**Entries supplied:**
------------------------------------------------------------
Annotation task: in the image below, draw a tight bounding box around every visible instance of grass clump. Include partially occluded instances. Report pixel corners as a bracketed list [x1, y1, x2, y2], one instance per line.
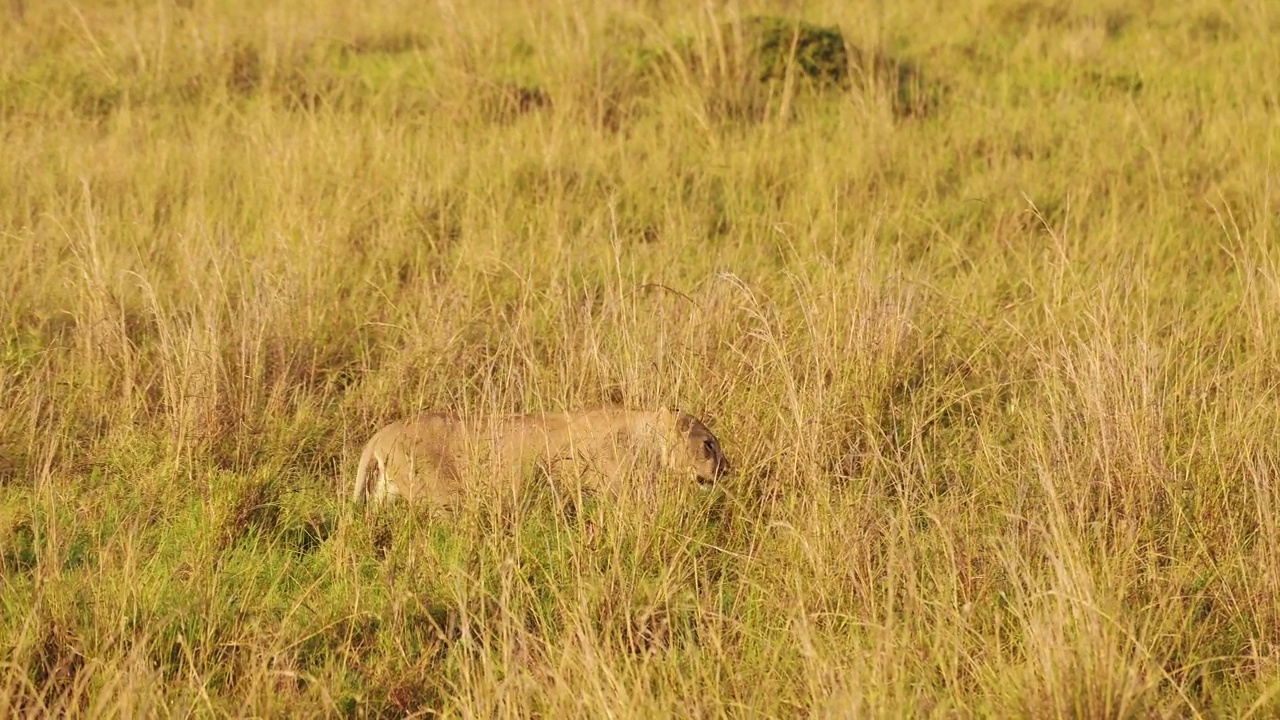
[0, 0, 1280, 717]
------------------------------------------------------------
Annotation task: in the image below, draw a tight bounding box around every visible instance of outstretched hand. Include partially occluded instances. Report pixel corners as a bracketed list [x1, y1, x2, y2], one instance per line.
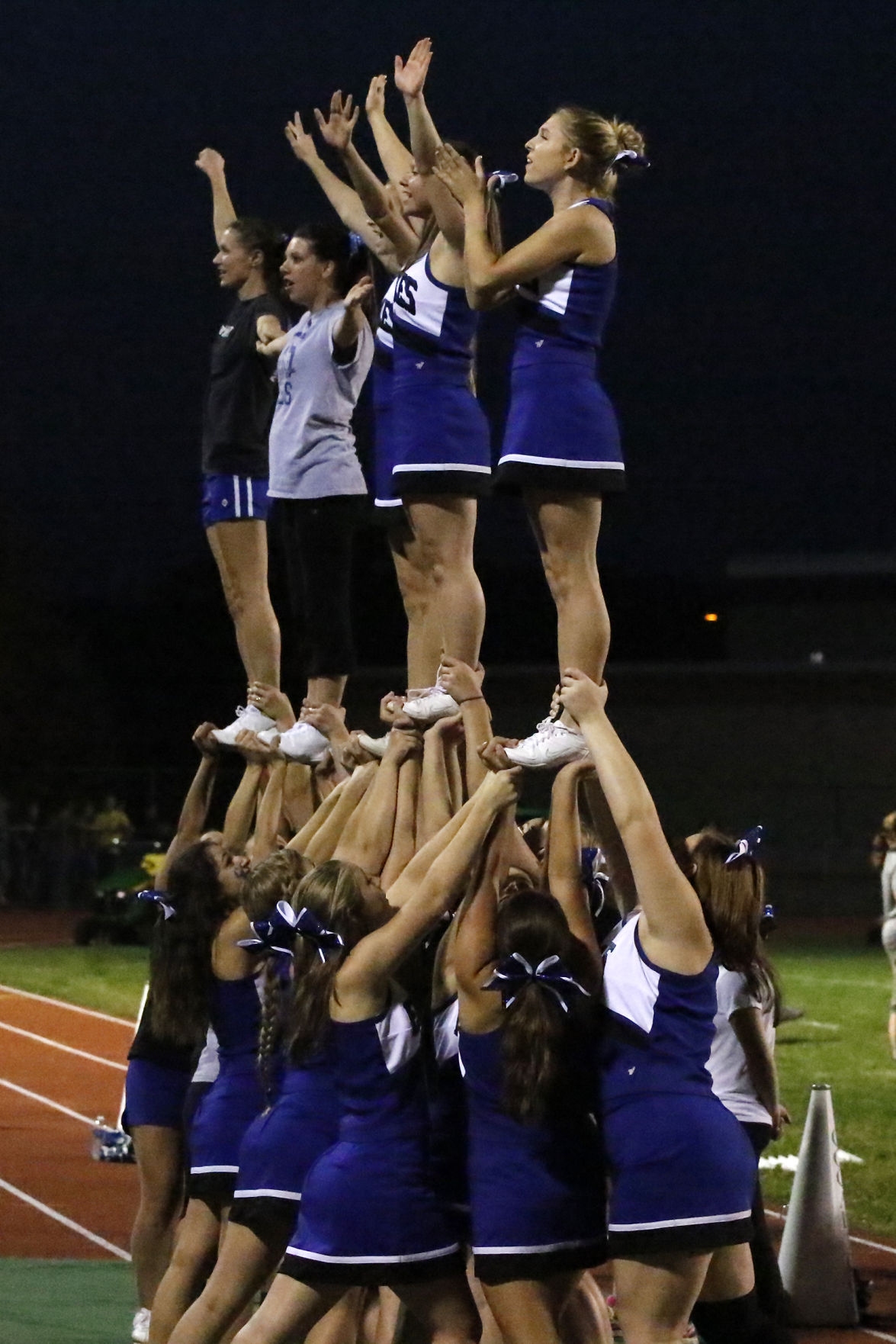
------------------------------------------------------------
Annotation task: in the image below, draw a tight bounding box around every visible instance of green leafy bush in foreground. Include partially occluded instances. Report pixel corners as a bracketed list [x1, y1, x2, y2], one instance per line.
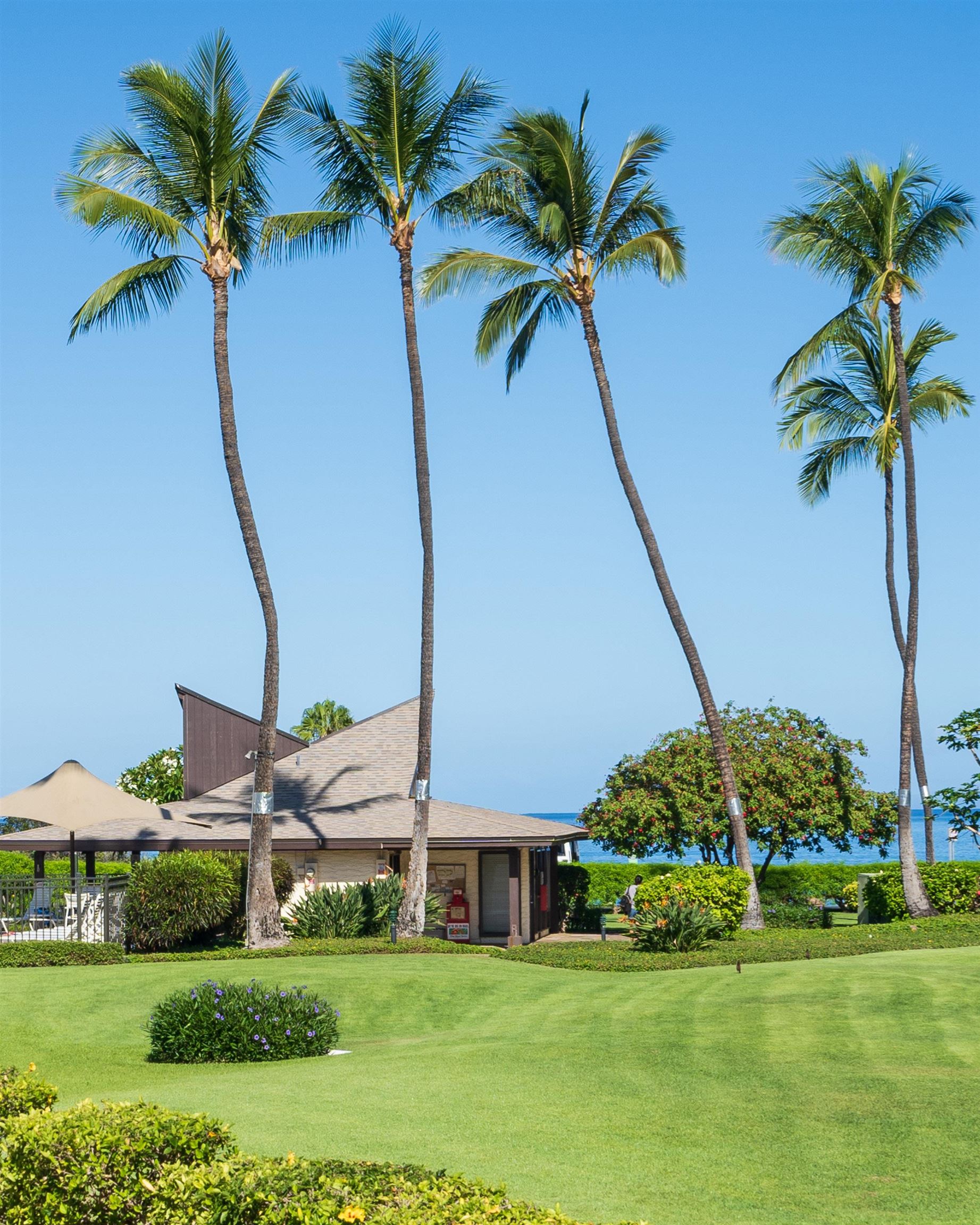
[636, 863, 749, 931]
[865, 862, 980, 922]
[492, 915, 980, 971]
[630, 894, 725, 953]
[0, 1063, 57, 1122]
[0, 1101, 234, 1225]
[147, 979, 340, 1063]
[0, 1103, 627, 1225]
------------------------------------------------------------
**Task brief:** Could you write out the records again, starting at the line that has "instance of grass" and ending with the line that has "[0, 0, 1280, 717]", both included? Multiply every bounding-box pixel coordinate by 0.55 and round to whole numbers, with halves going up. Keep all other wording the same, leave out the picture, and give only those lines.

**Solution for this problem:**
Annotation task: in the image below, draw a tight bounding box around every visible instance of grass clump. Include partially occluded instances. Report pixel corners as a bracketed list [x1, y1, x2, y2], one instance per line.
[0, 0, 704, 394]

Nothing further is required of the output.